What is needed => Rewrite the lines below as a numbered list, omitting any blank lines.

## BEGIN Data for this task

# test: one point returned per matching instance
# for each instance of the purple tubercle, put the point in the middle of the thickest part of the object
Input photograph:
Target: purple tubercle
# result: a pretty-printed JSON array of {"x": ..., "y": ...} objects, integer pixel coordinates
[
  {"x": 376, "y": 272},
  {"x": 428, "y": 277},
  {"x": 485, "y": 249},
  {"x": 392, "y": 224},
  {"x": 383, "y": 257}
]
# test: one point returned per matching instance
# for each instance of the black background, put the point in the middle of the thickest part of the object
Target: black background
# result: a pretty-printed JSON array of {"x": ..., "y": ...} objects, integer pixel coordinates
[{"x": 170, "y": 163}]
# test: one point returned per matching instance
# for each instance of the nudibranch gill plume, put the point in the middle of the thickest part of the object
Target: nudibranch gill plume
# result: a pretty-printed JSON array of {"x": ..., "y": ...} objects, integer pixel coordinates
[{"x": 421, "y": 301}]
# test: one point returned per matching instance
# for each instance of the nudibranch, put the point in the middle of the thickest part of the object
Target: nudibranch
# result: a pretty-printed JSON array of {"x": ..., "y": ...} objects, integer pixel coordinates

## END Data for this task

Reply =>
1. # test: one point returned per matching instance
2. # for each instance of the purple tubercle, put the point in the middle of the thickest part of the object
3. Input photograph:
4. Target: purple tubercle
5. # result: a pretty-printed JSON array of {"x": ..., "y": ...} objects, integer pixel coordinates
6. [
7.   {"x": 376, "y": 272},
8.   {"x": 428, "y": 277},
9.   {"x": 485, "y": 249},
10.   {"x": 392, "y": 224},
11.   {"x": 383, "y": 257}
12. ]
13. # test: one point returned per matching instance
14. # for each instance of the black background, put the point in the middle of the thickest part of the object
15. Target: black background
16. # result: a pretty-printed JSON array of {"x": ..., "y": ...} objects, integer pixel coordinates
17. [{"x": 170, "y": 163}]
18. # test: one point returned per matching instance
19. # for each instance of the nudibranch gill plume, put the point in the middle of the thickest part of the object
20. Target: nudibranch gill plume
21. # result: a pretty-printed JSON array of {"x": ..., "y": ...} objects, integer pixel coordinates
22. [{"x": 421, "y": 301}]
23. # test: one point returned per matching instance
24. # for each instance of the nudibranch, put the point in the middle of the thickest part of the object
25. Target: nudibranch
26. # result: a pretty-printed JSON array of {"x": ..., "y": ...} objects, integer pixel coordinates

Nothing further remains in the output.